Work required. Set down exactly, and only, the lines from the one with "of the rubber" to the final line of the entries, both included.

--- Begin Data for processing ---

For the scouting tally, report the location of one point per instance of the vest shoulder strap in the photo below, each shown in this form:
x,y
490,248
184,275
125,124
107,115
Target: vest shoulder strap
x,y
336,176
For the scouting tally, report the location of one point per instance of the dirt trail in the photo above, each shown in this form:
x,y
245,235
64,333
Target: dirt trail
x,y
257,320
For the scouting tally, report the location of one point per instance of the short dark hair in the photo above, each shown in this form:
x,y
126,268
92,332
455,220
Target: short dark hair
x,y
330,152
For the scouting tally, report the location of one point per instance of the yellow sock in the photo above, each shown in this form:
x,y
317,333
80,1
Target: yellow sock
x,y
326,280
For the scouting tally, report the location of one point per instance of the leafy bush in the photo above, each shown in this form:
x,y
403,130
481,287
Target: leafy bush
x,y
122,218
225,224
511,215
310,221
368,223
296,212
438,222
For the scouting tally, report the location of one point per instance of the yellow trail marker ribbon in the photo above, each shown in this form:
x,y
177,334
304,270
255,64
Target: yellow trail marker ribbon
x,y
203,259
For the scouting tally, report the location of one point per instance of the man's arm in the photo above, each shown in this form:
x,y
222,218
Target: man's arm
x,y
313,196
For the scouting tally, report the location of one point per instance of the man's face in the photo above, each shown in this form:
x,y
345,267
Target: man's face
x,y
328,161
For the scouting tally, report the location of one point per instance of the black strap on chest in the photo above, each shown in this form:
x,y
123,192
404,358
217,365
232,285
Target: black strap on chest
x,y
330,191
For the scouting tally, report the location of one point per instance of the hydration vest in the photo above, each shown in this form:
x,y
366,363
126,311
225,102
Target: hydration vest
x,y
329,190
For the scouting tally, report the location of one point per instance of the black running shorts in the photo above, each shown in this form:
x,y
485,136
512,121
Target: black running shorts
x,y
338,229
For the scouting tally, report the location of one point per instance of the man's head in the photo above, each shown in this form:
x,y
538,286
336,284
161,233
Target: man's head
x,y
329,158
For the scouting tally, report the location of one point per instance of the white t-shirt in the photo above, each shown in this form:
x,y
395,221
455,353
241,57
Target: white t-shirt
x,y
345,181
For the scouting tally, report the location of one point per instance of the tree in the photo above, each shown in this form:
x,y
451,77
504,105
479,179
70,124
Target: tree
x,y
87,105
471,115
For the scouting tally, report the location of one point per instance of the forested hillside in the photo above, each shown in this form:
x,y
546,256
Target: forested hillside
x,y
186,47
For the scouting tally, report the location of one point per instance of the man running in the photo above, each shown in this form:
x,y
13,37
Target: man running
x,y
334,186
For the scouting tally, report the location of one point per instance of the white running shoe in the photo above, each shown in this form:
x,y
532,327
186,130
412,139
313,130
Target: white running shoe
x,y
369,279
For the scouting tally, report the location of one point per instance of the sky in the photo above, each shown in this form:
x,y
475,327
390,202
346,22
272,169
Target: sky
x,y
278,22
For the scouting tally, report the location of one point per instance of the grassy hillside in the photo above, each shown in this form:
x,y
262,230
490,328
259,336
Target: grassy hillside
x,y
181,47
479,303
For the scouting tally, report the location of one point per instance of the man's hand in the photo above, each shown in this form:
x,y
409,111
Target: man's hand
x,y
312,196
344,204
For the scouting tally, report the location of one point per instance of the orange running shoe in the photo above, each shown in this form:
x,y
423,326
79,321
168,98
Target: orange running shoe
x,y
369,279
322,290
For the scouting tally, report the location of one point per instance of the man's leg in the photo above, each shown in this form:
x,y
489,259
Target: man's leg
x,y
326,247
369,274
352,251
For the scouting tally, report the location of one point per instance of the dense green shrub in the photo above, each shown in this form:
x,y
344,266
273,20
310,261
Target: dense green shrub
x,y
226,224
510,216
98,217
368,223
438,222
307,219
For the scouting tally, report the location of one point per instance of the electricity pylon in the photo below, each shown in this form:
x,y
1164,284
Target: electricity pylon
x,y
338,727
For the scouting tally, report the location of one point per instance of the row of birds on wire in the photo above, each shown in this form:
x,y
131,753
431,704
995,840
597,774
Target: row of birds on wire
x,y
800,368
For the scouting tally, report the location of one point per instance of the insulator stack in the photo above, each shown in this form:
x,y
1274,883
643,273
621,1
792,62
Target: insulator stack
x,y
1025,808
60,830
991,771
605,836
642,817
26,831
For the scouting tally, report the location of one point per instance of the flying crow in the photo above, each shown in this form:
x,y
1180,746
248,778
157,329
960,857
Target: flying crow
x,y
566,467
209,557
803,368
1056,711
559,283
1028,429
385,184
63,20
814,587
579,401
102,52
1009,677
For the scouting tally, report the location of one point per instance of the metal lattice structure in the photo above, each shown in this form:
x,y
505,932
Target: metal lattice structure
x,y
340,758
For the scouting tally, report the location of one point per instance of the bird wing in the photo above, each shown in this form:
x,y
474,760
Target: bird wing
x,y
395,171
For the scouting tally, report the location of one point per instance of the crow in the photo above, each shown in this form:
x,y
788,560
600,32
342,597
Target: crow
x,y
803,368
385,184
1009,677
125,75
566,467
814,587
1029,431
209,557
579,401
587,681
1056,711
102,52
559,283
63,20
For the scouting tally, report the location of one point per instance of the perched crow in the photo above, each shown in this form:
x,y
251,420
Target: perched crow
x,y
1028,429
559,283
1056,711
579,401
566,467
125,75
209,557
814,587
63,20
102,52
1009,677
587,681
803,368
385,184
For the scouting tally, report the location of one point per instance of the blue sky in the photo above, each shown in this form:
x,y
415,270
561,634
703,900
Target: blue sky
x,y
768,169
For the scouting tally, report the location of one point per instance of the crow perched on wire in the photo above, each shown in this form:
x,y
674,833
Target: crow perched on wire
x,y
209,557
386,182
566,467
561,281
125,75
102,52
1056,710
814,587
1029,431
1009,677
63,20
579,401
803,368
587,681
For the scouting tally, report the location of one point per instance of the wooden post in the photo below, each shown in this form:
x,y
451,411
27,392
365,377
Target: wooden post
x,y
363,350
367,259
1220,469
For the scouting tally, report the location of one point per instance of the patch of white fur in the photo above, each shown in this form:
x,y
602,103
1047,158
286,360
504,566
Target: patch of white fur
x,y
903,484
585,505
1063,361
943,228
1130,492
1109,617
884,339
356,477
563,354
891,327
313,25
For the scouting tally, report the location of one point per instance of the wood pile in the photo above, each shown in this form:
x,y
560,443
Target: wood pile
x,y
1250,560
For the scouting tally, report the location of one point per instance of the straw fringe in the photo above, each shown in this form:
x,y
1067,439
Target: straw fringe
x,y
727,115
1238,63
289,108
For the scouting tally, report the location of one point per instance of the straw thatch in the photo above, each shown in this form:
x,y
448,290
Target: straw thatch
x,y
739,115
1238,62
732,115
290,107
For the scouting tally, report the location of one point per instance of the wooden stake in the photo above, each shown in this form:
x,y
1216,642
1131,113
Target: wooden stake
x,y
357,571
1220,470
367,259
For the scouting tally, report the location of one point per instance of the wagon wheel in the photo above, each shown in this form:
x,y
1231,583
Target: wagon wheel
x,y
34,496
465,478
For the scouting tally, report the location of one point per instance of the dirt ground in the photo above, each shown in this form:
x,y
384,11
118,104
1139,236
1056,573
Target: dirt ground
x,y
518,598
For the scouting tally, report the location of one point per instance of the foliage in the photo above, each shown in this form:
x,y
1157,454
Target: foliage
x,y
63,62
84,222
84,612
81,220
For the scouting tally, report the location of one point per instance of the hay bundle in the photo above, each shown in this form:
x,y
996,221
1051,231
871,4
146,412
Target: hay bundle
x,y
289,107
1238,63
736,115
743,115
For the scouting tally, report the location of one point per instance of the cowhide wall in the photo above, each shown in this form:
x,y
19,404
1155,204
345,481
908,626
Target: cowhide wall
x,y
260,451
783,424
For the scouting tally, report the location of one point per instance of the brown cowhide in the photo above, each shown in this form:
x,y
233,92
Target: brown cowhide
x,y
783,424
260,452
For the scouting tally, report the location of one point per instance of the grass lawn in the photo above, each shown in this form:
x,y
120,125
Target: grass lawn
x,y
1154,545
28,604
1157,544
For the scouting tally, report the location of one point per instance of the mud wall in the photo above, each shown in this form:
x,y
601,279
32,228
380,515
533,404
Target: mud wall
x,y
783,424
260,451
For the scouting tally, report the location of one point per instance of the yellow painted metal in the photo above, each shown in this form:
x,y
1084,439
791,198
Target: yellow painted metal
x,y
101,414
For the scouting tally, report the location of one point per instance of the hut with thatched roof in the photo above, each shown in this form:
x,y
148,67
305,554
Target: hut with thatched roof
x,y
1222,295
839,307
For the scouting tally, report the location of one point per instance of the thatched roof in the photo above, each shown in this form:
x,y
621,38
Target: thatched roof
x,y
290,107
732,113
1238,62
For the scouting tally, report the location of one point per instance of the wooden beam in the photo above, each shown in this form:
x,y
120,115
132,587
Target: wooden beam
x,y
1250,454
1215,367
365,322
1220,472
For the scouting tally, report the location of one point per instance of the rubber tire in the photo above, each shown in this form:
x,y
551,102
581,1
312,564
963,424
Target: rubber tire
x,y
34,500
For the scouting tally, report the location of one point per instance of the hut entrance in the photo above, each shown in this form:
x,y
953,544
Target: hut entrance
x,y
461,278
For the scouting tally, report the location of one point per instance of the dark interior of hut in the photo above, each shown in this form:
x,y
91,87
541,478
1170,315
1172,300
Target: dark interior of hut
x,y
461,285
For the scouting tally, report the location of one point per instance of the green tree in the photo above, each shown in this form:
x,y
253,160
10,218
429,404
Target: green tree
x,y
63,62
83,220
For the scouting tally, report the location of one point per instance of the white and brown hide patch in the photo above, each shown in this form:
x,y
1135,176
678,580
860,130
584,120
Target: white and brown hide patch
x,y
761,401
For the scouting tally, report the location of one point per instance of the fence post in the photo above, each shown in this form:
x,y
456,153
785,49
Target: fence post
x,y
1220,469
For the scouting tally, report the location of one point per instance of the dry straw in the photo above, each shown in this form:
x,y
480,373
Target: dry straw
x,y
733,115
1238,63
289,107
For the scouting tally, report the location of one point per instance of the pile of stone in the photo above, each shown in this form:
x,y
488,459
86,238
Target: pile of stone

--- End Data for processing ---

Expected output.
For the scouting tally, report the location of one point per instance of the rubber tire in the photo above, each shown in this form:
x,y
551,102
581,1
312,564
963,424
Target: rubber tire
x,y
34,500
For the scouting tally, report the location of one point per instance of the hut entrance in the photo above, each shown in this form:
x,y
953,544
Target: hut entrance
x,y
461,278
For the scouting tally, report the location of one point per instance of the dark interior of hut in the photo above, each shown in this form:
x,y
91,87
541,478
1170,315
1172,300
Target: dark interior of hut
x,y
461,285
For the scouting tally, report the location of one point per instance of the green tree in the photo above, each shown in this form:
x,y
253,160
10,218
429,404
Target: green tree
x,y
63,62
83,220
For the scouting tally, report the location of one point per instance of the white and brown hide patch in the photo above, each shown in this form:
x,y
1135,176
678,580
860,130
584,120
Target: white and brown hide patch
x,y
761,401
For the scouting tally, report the location of one point per instance of the fence post in the photo above, each shown in this form:
x,y
456,153
785,49
Target: fence post
x,y
1220,469
For the scouting tally, report the location of one point per instance of the dry straw in the photo above, each shown in this form:
x,y
480,373
Target: dry straw
x,y
733,115
1238,63
289,107
For the scouting tally, report the location of one point per instance of the pile of stone in the photo above, each shown in this form:
x,y
488,459
86,238
Target: pile of stone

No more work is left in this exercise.